— Start Dataset excerpts —

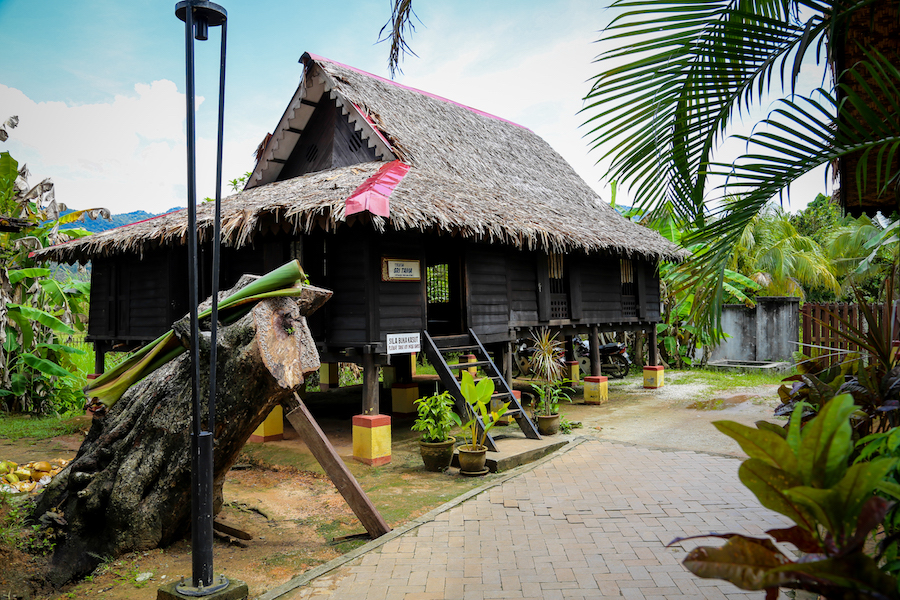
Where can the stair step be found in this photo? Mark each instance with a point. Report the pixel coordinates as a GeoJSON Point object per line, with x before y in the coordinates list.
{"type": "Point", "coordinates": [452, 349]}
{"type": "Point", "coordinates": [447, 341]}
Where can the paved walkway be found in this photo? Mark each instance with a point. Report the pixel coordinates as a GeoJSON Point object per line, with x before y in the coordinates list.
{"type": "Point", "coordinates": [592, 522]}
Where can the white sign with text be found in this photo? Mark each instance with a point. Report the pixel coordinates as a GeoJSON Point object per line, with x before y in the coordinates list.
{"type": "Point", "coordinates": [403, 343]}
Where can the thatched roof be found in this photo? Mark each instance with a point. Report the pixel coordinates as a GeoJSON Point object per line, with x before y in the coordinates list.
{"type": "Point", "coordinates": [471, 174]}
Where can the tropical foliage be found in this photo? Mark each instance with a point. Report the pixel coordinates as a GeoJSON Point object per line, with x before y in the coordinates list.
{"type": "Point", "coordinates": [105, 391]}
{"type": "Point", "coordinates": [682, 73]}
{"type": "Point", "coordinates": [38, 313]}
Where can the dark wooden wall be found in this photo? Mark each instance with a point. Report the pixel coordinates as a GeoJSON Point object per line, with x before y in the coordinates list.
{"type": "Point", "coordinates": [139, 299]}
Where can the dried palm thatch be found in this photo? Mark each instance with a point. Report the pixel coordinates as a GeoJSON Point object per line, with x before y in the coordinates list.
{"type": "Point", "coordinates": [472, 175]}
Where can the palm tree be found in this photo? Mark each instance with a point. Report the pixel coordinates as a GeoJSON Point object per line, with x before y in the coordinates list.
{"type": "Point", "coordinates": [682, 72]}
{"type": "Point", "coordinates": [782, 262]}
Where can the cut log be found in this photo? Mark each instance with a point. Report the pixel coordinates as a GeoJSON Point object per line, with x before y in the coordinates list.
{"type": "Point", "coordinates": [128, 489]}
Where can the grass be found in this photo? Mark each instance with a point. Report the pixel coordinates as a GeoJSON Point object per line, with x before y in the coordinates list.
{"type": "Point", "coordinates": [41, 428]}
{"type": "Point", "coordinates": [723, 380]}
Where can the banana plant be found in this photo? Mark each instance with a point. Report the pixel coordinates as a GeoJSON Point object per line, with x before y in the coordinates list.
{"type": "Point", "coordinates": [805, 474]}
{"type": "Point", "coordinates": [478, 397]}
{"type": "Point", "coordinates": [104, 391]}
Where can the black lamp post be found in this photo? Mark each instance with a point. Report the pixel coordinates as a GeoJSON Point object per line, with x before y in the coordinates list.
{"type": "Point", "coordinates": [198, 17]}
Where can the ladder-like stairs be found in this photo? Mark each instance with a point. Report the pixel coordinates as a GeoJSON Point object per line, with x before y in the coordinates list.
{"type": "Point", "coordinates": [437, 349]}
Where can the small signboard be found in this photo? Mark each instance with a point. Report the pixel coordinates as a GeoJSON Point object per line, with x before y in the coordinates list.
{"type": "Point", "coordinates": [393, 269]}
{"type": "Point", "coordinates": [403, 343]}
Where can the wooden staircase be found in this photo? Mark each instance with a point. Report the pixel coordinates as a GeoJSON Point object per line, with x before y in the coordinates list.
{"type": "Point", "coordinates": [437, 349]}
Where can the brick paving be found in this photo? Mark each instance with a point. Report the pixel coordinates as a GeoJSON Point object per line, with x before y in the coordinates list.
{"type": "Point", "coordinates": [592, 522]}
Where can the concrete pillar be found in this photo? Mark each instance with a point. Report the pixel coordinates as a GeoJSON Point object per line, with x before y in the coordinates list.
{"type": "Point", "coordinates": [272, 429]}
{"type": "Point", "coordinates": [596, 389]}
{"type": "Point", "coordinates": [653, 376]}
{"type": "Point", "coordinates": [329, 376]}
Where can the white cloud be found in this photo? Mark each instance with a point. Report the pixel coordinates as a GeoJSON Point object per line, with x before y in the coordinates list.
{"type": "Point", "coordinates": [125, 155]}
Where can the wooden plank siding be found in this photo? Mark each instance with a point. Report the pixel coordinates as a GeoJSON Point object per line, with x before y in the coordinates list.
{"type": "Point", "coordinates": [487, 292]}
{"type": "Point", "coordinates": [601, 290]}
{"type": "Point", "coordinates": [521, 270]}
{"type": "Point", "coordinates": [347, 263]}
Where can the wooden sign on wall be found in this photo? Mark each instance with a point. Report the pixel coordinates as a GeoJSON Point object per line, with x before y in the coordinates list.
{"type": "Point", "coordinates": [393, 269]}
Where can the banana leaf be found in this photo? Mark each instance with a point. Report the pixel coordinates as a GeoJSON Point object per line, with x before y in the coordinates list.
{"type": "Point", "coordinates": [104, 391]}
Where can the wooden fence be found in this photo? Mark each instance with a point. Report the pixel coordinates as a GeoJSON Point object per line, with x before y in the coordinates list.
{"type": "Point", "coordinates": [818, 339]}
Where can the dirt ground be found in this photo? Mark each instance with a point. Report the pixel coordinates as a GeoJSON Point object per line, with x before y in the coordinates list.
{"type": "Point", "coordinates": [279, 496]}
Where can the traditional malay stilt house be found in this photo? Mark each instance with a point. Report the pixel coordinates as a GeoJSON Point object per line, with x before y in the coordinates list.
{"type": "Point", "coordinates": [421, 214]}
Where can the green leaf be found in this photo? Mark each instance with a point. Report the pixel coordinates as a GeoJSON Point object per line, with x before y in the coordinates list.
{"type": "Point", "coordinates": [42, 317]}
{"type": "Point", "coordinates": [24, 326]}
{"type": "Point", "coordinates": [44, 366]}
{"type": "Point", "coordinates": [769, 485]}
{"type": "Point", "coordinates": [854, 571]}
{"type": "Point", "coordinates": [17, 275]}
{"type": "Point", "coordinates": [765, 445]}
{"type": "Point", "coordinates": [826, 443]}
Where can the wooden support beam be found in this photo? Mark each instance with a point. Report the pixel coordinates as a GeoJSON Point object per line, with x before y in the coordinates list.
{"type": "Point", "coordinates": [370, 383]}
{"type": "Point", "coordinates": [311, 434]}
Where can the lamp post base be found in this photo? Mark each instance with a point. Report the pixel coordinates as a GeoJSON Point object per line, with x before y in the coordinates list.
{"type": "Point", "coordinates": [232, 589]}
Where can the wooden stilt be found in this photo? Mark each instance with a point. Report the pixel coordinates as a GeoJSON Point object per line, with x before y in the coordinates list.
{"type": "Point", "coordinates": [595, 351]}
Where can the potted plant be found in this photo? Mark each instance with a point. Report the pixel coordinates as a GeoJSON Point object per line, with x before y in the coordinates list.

— End Dataset excerpts —

Required task
All of the data above should be quoted exactly, except for the pictures.

Correct response
Where can the stair step be found in this photo? Mark each instance with a point. Report the pixel coordinates as a GeoJSON Point object per line, with x before y in the coordinates list.
{"type": "Point", "coordinates": [452, 349]}
{"type": "Point", "coordinates": [447, 341]}
Where can the paved walkway be found in this photo? Mark each instance with a point. Report the pixel coordinates as a GeoJSON Point object per line, with x before y in the coordinates list.
{"type": "Point", "coordinates": [592, 522]}
Where can the white sign with text be found in this photo? Mark each instance with a point. Report the pixel coordinates as a GeoJSON Point object per line, with x before y in the coordinates list.
{"type": "Point", "coordinates": [403, 343]}
Where can the thatched roof be found in this photo? Mark each instance with a point. Report the pixel coordinates as a GeoJSON Point object per line, with x before y in the coordinates list.
{"type": "Point", "coordinates": [471, 174]}
Where can the tropical foliage be found in this photo? Mark each instance with a point. Report the pixel coordinates as a GeoJSON Point object per line, with x before y in the coordinates list.
{"type": "Point", "coordinates": [105, 391]}
{"type": "Point", "coordinates": [682, 73]}
{"type": "Point", "coordinates": [38, 313]}
Where can the dark wooden wall be found in this photo? Mark each instance with a point. Report the pixel coordinates as a GeoJSON Point object per line, with x before y in the coordinates list.
{"type": "Point", "coordinates": [139, 299]}
Where can the dried palm thatch be found in this photo? Mark each instance with a point. Report the pixel coordinates as a GeoJSON Point object per line, with x before y in the coordinates list.
{"type": "Point", "coordinates": [472, 175]}
Where can the palm tree be found in this photo? Mark each instance with a point. Report the pixel coordinates as a GeoJSON Point object per line, with x before y in the coordinates list.
{"type": "Point", "coordinates": [682, 72]}
{"type": "Point", "coordinates": [782, 262]}
Where can the cut log be found in this photo? Mark each instance with a point. Report the pixel coordinates as a GeoJSON Point object per line, with x before y in the coordinates list.
{"type": "Point", "coordinates": [128, 489]}
Where can the grass be found in this photo? Mark each instance with a point. Report the pixel coordinates as a GeoJSON Point object per line, with x before y in the coordinates list.
{"type": "Point", "coordinates": [41, 428]}
{"type": "Point", "coordinates": [723, 380]}
Where can the banana plant be found in this photo? Mark each instance with a point. Report the pixel coordinates as a GeoJSON Point object per line, with x before y in the coordinates list.
{"type": "Point", "coordinates": [805, 474]}
{"type": "Point", "coordinates": [478, 397]}
{"type": "Point", "coordinates": [104, 391]}
Where can the black lamp post be found in this photo? Mark each instance with a point. Report the pixel coordinates as a GeoJSON Point object per line, with x before y in the coordinates list.
{"type": "Point", "coordinates": [198, 17]}
Where can the ladder-like stairs be found in this photo? Mark each instance with a point. Report the pixel coordinates as a GeoJSON Point object per line, with x before y in the coordinates list.
{"type": "Point", "coordinates": [437, 349]}
Where can the small signboard be found in this photo? Mark each instance with a point. Report the pixel coordinates as a GeoJSON Point object per line, with x before y in the coordinates list.
{"type": "Point", "coordinates": [393, 269]}
{"type": "Point", "coordinates": [403, 343]}
Where can the wooden staircase be found in this photo? Mark each instance with a point. Report the pixel coordinates as a GeoJSON Point object per line, with x before y in the coordinates list.
{"type": "Point", "coordinates": [437, 349]}
Where can the brick paving be found in this photo? Mark each instance with a point. Report the pixel coordinates as a GeoJSON Point object per line, with x before y in the coordinates list.
{"type": "Point", "coordinates": [592, 522]}
Where can the concrete pillar be found in this photo? Mark each instance with a point. Report the pixel coordinates as a GeoJSON Point object per line, with x before y in the coordinates list.
{"type": "Point", "coordinates": [272, 429]}
{"type": "Point", "coordinates": [596, 389]}
{"type": "Point", "coordinates": [653, 376]}
{"type": "Point", "coordinates": [329, 376]}
Where can the white cloud be found in this photo? Mark each instance with a point. Report the pixel coordinates as a GeoJSON Point object per line, with x before y in the coordinates list.
{"type": "Point", "coordinates": [125, 155]}
Where can the wooden plank siding be found in this photo? Mark each instance with a point. Report the pixel coordinates as a GeoJSON Point object per line, with x before y in the coordinates list.
{"type": "Point", "coordinates": [487, 292]}
{"type": "Point", "coordinates": [601, 290]}
{"type": "Point", "coordinates": [521, 270]}
{"type": "Point", "coordinates": [347, 263]}
Where can the wooden sign on wall be found in this photo? Mark each instance with a point. Report the pixel coordinates as a GeoJSON Point object per line, with x before y in the coordinates list.
{"type": "Point", "coordinates": [393, 269]}
Where can the banana leaf be found in this photo? Mark each instance with a point. Report the pixel coordinates as a GeoJSON Point object per line, with x before y in the coordinates list.
{"type": "Point", "coordinates": [104, 391]}
Where can the wooden fence be found in this photo? Mark each instance with a point. Report the pixel coordinates as a GeoJSON Point object per line, with x before y in the coordinates list.
{"type": "Point", "coordinates": [818, 339]}
Where can the dirt ground be found in this photo? Mark each instance with a point. Report the pixel coordinates as a GeoJSON Point object per line, with x before y in the coordinates list.
{"type": "Point", "coordinates": [279, 496]}
Where can the traditional malay stilt house be found in this photo? Mark each instance with a point. Report the pixel coordinates as a GeoJSON Point object per line, with x before y in the coordinates list.
{"type": "Point", "coordinates": [421, 214]}
Where can the green leaf be found in this photo? Mark each instance with a point. Report the pixel coordinates as a GeoJSON Point object per line, with x before y in the coordinates list.
{"type": "Point", "coordinates": [42, 317]}
{"type": "Point", "coordinates": [24, 326]}
{"type": "Point", "coordinates": [44, 366]}
{"type": "Point", "coordinates": [769, 485]}
{"type": "Point", "coordinates": [854, 571]}
{"type": "Point", "coordinates": [17, 275]}
{"type": "Point", "coordinates": [765, 445]}
{"type": "Point", "coordinates": [826, 443]}
Where can the wooden support beam be found in this photo? Mark each instance with a point. Report the pixel coordinates as a GeoJSON Point object per line, with x before y in the coordinates list.
{"type": "Point", "coordinates": [370, 383]}
{"type": "Point", "coordinates": [311, 434]}
Where can the lamp post base be found in this photo? Mark each instance with a point. Report the pixel coordinates as a GeoJSON Point object per line, with x before y in the coordinates list.
{"type": "Point", "coordinates": [232, 589]}
Where can the wooden stilt be found in this photo? Mark each instance with a point. Report the pixel coordinates as a GeoJSON Point object per line, with x before y in the coordinates list.
{"type": "Point", "coordinates": [595, 351]}
Where can the potted plant be found in this photo? Mark each instance with a point. Report the pixel coordinates as a GeoJSON Point object per line, with x before y in the coordinates list.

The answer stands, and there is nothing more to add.